The Evans brothers: Tony, Jimmy, Bobby and Ben
The most obvious thing he thought we had in common was football. But I did not like being with him, even at the match. The kid next door was a year older than me and went with his cousin. I agitated from about the age of nine to go with them. Yeah, you might find it hard to believe in 2024, but boys of this age went to the game unsupervised by adults.
We would leave the house at 12.30, go to one of the nearby shops, buy a sarsaparilla and sweets and be at the Anfield Road gates when they opened at 1pm. We would hang over the fence near the corner flag on the main stand side and be in position until 4.45. The regulars knew Reggie and Ronnie, my companions, and would keep an eye on us when bigger kids tried to nick the spec. They soon got to know me, too.
Meanwhile, my dad was in the main stand – he was always in the obscured view section near the Kop. He wanted me to go with him but I was having none of it. Yes, I’d go to away games with him but that was the only way I could get there. The rift between us grew wider.
In the final two years of his life, he mellowed a little and became more of a family man. We moved again to a new house just off Smith Street. I still tried to spend as much time as possible at my auntie’s place and we continued to go to Anfield separately.
My mother told me he was really looking forward to when I was old enough to go for a pint with him. He definitely wanted a father-son relationship with his oldest child. But it was too late for that by the time he arrived in my life.
Kids are cruel and I was vicious. I was not impressed at finding out about his impending death in such a manner. I refused to go to the hospital to see him in those dreadful four days he remained alive. My mother pleaded with me. “He’s asking for you.”
Nope. I picked up my Wembley Trophy and went down into the block, spending the next couple of hours kicking the ball against a wall. Football was a weapon to use against everyone. I ignored my mother when she left to go to the hospital. She was crying. My hard little heart had no room for compassion.
On that Friday 50 years ago, crammed into that little flat, I told my younger brother that his dad was dead. He cried softly. Neither of us went to school.
Later, we took the ball and went out. Even then, he was such a better player than me. We lost ourselves in the game. As always. Football transcended death.
The next day, there was no Anfield. Liverpool were away at Highbury and lost 2-0 to Arsenal. It would be trite to say I was more upset by the result than the death. But that’s how I think I thought.
I was not going to stay in the flat. Instead, I went to Goodison, where Everton beat Tottenham Hotspur 1-0. What do I remember about that day? That I was impressed by the Spurs away mob. Nothing more.
-------------------------
• Problem set
1. In the football memoir, what time did the Anfield Road gates open?
2. List every football club named in the football memoir.
3. From the football memoir, extract the passage between "Kids are cruel" and "room for compassion.", inclusive.
The entries that follow are separate material, unrelated to the football memoir.

• Source material
-------------------------
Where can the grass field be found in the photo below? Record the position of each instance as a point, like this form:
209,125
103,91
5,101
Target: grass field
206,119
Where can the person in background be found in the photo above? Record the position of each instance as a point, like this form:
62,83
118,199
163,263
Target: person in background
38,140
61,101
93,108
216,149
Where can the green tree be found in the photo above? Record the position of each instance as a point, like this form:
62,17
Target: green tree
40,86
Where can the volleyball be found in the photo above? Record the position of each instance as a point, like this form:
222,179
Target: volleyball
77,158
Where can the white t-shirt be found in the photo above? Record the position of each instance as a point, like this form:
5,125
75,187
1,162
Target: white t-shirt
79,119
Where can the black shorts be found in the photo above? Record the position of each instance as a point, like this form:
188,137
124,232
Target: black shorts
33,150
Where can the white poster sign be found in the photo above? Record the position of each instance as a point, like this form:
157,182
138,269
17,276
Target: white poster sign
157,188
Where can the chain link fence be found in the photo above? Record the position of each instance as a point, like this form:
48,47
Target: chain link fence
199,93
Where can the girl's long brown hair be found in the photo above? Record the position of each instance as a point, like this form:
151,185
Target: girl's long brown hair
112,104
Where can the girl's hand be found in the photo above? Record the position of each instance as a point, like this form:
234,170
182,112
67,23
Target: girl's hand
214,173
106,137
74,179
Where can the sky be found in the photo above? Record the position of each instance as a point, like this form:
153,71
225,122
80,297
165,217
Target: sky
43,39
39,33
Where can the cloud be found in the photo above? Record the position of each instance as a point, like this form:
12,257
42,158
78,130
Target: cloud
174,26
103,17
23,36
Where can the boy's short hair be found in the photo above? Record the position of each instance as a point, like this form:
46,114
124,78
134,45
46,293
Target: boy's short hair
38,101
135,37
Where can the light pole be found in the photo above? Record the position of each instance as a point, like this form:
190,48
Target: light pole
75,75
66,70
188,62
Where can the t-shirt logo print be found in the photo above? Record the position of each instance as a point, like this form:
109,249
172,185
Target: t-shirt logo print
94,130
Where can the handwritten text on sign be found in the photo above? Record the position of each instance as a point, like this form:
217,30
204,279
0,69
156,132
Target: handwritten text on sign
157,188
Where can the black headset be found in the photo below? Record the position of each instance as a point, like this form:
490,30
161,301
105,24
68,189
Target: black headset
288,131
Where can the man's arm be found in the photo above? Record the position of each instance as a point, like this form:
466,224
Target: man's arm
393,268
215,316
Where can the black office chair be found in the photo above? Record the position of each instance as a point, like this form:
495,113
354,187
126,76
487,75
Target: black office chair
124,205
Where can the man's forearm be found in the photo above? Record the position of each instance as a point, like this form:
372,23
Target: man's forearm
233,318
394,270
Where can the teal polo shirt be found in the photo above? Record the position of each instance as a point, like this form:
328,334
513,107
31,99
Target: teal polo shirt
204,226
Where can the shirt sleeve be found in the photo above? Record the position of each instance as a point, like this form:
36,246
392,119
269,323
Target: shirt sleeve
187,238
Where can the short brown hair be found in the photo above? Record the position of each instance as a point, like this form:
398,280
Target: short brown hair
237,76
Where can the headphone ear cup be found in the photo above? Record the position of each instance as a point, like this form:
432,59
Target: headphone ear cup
-------------------------
• Completed exercise
1. 1pm

2. Liverpool, Arsenal, Everton, Tottenham Hotspur

3.
Kids are cruel and I was vicious. I was not impressed at finding out about his impending death in such a manner. I refused to go to the hospital to see him in those dreadful four days he remained alive. My mother pleaded with me. “He’s asking for you.”
Nope. I picked up my Wembley Trophy and went down into the block, spending the next couple of hours kicking the ball against a wall. Football was a weapon to use against everyone. I ignored my mother when she left to go to the hospital. She was crying. My hard little heart had no room for compassion.